SET TASK:
From the listing below, pull out every line that contains the word "brown".

Labels for object points:
_ _ _
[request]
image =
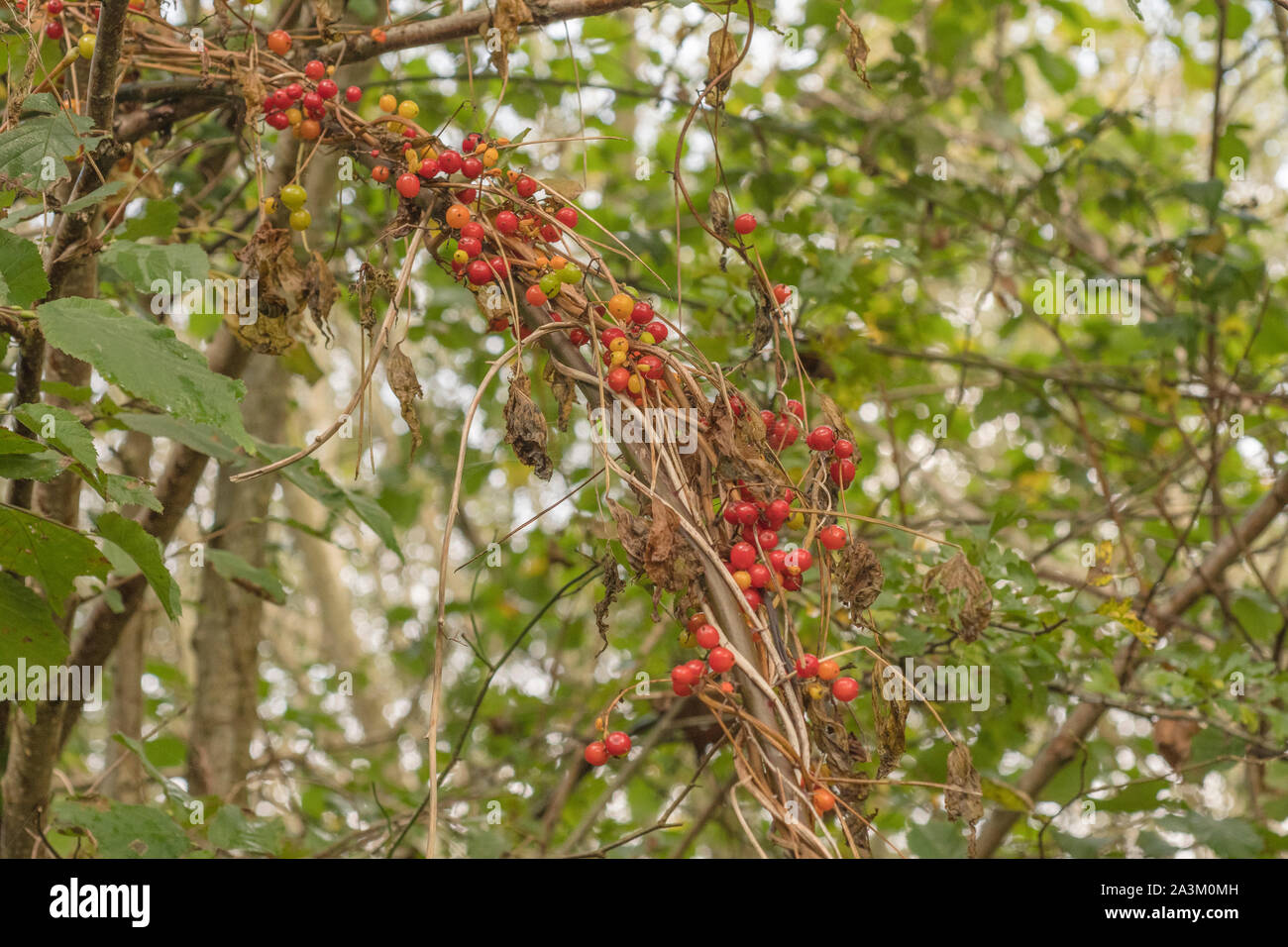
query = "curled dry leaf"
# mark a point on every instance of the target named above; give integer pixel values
(1172, 738)
(855, 47)
(406, 385)
(526, 428)
(889, 714)
(859, 577)
(502, 33)
(721, 54)
(969, 599)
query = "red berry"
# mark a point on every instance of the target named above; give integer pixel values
(845, 689)
(720, 660)
(450, 161)
(743, 554)
(832, 538)
(617, 744)
(506, 222)
(841, 472)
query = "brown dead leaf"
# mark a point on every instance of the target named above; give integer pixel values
(526, 428)
(1172, 738)
(404, 384)
(859, 577)
(721, 54)
(502, 33)
(889, 715)
(855, 47)
(962, 587)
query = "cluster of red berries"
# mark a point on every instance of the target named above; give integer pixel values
(297, 108)
(844, 689)
(616, 744)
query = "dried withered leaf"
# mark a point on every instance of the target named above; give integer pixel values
(321, 292)
(717, 209)
(890, 714)
(1172, 738)
(855, 47)
(563, 389)
(859, 577)
(970, 602)
(613, 586)
(526, 428)
(965, 800)
(721, 54)
(406, 385)
(502, 31)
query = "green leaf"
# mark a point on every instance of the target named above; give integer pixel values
(235, 569)
(145, 552)
(27, 629)
(123, 831)
(145, 264)
(22, 272)
(37, 150)
(64, 429)
(159, 219)
(51, 553)
(94, 197)
(147, 361)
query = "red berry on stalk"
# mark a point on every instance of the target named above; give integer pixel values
(450, 161)
(845, 689)
(832, 538)
(720, 660)
(617, 744)
(743, 554)
(707, 637)
(841, 474)
(806, 667)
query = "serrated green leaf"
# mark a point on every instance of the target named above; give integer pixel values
(27, 628)
(147, 361)
(143, 264)
(51, 553)
(65, 432)
(145, 552)
(22, 270)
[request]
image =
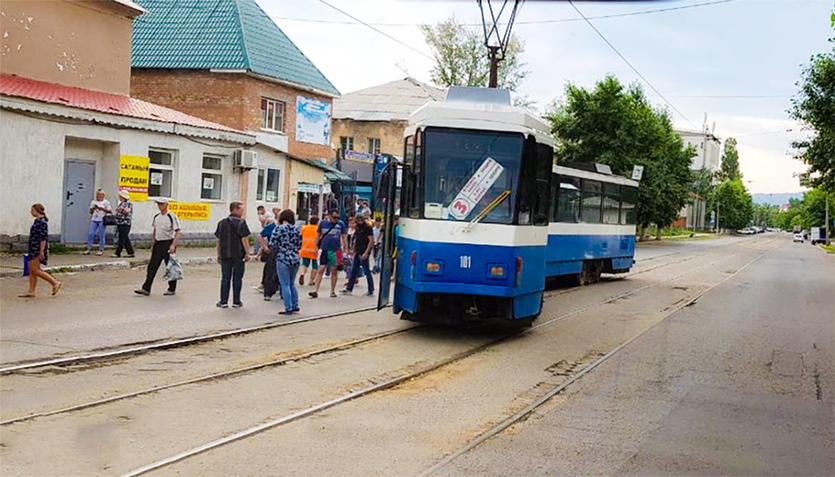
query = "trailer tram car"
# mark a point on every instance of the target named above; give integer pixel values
(486, 218)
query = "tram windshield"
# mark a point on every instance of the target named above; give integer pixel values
(471, 175)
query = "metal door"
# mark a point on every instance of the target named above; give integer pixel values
(79, 180)
(388, 192)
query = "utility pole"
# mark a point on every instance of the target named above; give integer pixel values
(493, 54)
(827, 218)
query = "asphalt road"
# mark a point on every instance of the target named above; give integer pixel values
(98, 310)
(739, 383)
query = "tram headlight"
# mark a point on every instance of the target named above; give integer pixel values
(496, 270)
(433, 267)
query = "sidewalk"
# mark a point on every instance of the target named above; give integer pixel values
(12, 265)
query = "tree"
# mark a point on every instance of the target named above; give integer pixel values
(730, 161)
(618, 126)
(736, 208)
(815, 107)
(461, 57)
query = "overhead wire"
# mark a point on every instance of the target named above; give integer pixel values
(530, 22)
(635, 70)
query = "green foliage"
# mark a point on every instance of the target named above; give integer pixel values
(736, 208)
(814, 105)
(807, 212)
(730, 161)
(618, 126)
(461, 57)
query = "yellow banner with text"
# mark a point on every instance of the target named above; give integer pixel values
(190, 210)
(133, 176)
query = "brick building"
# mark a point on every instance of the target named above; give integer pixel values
(372, 120)
(69, 127)
(228, 62)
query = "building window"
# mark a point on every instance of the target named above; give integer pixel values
(211, 182)
(346, 144)
(268, 185)
(272, 115)
(161, 172)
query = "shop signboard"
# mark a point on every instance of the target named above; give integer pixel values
(133, 176)
(190, 210)
(313, 121)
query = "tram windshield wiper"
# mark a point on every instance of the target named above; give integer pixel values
(487, 209)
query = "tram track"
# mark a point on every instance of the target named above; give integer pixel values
(526, 411)
(355, 343)
(100, 355)
(389, 383)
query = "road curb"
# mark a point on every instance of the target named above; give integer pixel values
(117, 265)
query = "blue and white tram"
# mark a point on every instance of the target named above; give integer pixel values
(486, 218)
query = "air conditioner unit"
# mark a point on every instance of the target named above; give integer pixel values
(245, 159)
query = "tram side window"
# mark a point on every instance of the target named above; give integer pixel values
(592, 198)
(410, 178)
(611, 204)
(568, 204)
(628, 213)
(555, 193)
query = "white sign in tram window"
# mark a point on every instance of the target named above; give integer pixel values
(475, 188)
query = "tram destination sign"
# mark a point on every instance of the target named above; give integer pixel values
(475, 188)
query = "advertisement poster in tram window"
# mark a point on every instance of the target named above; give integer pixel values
(475, 188)
(190, 210)
(313, 121)
(133, 176)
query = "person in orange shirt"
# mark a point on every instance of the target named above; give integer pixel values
(309, 252)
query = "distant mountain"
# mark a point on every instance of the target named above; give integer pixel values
(779, 198)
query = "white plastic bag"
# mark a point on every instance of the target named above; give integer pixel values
(174, 270)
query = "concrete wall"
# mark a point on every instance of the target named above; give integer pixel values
(32, 170)
(76, 43)
(390, 134)
(231, 99)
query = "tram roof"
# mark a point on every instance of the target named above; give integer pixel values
(583, 174)
(479, 109)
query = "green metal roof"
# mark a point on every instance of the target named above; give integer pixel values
(220, 34)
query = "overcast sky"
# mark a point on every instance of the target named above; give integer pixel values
(735, 60)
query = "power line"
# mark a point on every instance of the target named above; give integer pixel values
(532, 22)
(635, 70)
(377, 30)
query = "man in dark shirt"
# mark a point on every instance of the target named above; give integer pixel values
(232, 251)
(363, 244)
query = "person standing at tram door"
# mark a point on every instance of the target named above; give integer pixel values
(309, 252)
(124, 215)
(363, 243)
(331, 243)
(232, 252)
(165, 235)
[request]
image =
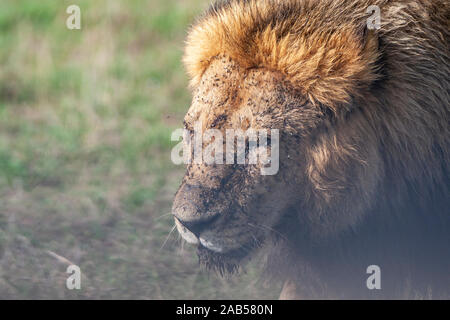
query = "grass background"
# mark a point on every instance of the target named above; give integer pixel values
(85, 170)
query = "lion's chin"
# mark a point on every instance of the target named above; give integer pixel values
(225, 262)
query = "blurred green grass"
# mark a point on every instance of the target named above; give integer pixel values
(85, 170)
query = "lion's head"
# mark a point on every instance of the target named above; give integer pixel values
(254, 69)
(337, 93)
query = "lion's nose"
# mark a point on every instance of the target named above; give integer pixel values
(190, 210)
(196, 227)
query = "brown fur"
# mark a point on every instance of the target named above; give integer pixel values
(364, 148)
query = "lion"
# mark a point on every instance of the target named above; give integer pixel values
(363, 117)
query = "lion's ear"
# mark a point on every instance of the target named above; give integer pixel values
(343, 65)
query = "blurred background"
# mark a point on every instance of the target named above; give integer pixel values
(85, 171)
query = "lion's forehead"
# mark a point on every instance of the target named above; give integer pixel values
(231, 97)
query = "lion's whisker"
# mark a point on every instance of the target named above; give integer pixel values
(168, 236)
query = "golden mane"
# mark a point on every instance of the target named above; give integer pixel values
(328, 65)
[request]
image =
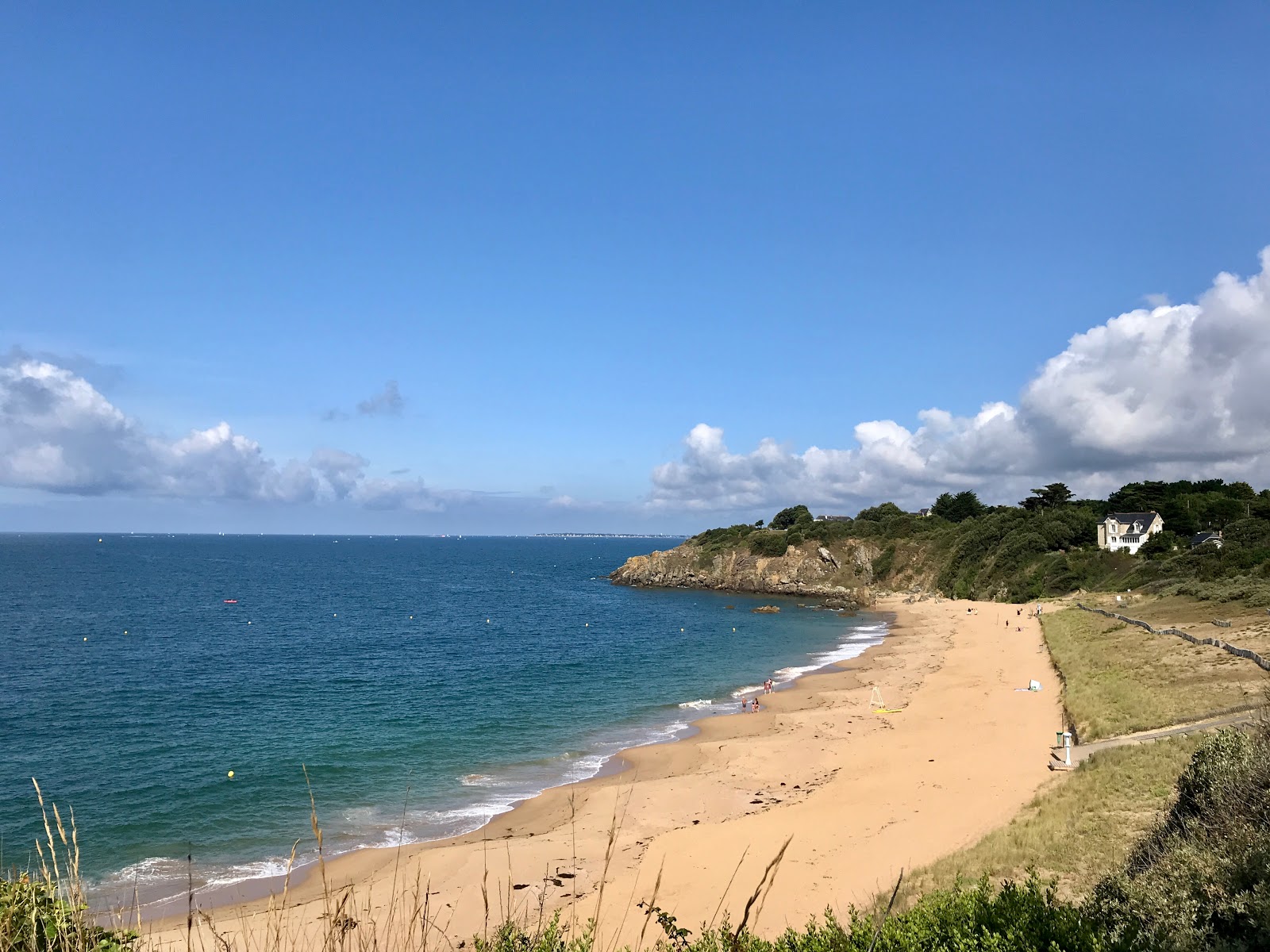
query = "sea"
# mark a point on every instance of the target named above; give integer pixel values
(414, 685)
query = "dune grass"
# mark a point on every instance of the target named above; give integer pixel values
(1119, 679)
(1080, 828)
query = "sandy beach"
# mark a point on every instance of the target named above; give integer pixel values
(859, 797)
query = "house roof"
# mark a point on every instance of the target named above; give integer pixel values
(1133, 517)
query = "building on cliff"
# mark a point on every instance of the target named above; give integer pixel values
(1128, 531)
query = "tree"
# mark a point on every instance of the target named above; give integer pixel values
(1159, 546)
(1051, 497)
(878, 513)
(959, 508)
(785, 518)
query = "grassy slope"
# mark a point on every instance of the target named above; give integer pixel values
(1118, 679)
(1121, 679)
(1080, 828)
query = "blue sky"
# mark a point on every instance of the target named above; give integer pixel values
(571, 234)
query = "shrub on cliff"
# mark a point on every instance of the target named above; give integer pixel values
(791, 517)
(1202, 879)
(36, 918)
(768, 543)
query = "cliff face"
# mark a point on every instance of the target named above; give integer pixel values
(841, 575)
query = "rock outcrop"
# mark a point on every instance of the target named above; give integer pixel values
(838, 578)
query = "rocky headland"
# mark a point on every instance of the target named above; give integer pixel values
(841, 577)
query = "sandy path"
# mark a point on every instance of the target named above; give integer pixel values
(861, 795)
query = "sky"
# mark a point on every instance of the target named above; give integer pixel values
(508, 268)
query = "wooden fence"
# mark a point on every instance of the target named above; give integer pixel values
(1226, 647)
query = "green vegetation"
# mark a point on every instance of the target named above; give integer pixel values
(1079, 831)
(35, 917)
(1119, 679)
(1197, 880)
(1047, 545)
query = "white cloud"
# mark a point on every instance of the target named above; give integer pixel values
(387, 401)
(57, 433)
(1168, 391)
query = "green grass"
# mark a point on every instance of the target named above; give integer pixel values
(1081, 828)
(1119, 679)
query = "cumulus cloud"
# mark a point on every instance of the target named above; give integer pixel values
(59, 433)
(1168, 390)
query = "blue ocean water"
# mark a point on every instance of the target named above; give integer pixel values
(425, 683)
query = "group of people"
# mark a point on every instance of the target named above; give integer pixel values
(752, 704)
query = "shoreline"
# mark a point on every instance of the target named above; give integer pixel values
(863, 793)
(251, 889)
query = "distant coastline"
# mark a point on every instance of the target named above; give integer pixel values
(603, 535)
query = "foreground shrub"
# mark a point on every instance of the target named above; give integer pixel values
(33, 918)
(1202, 879)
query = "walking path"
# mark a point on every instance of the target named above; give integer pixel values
(1227, 720)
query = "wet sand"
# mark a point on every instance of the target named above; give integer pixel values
(860, 795)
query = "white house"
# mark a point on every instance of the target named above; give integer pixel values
(1128, 530)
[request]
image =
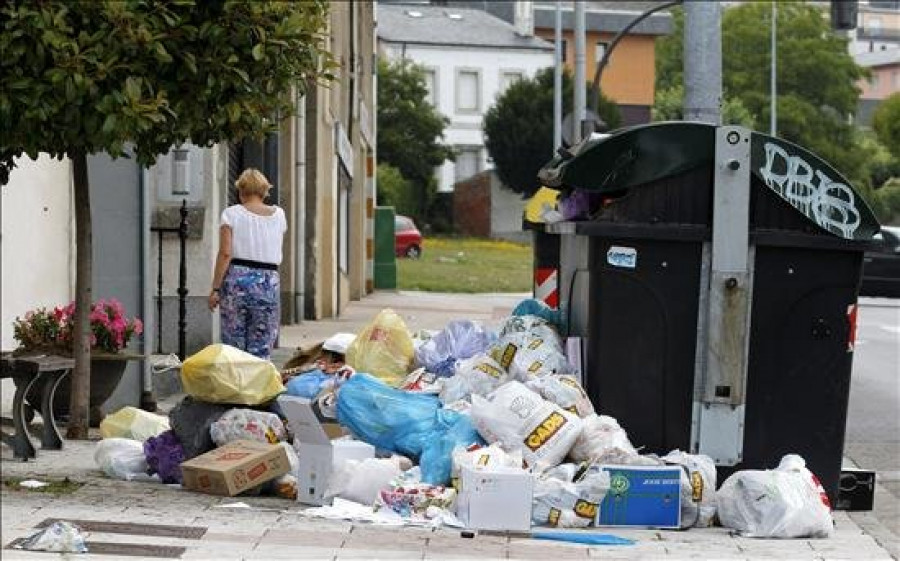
_ _ _
FINAL RESULT:
query = "brown dead leaf"
query = "brown fur"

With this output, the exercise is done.